#### Source material ####

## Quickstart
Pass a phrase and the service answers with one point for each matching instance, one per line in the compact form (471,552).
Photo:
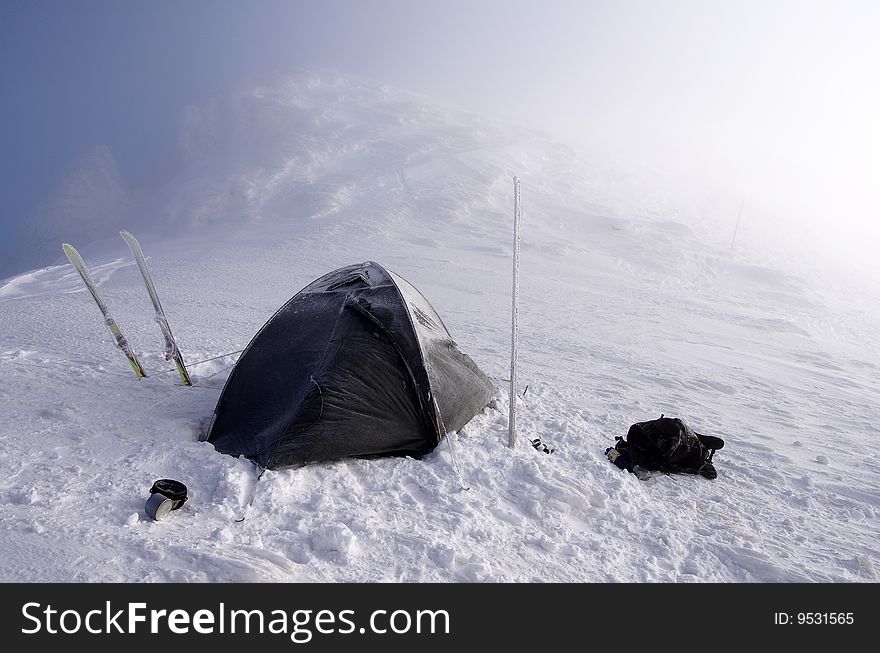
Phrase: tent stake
(514,331)
(735,229)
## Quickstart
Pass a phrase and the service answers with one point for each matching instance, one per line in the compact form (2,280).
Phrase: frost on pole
(514,330)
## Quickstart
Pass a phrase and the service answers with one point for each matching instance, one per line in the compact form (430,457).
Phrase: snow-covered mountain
(632,305)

####

### What to do
A faithful copy of all the lines above is needed, with the pictures omitted.

### Answer section
## Quickstart
Pass a phrase and the service answers with one point for each matching instance, one per line in the compact form (471,552).
Photo:
Phrase: tent stake
(514,331)
(735,229)
## Quickstart
Pass a phrase and the service answers with one point for each matching instance, one per line in the compact form (2,280).
Phrase: frost on pole
(514,330)
## Quickstart
Pass a phrase and the service answers with one point for each matching instance, one per line in the compact form (430,457).
Phrase: snow-covered mountain
(632,305)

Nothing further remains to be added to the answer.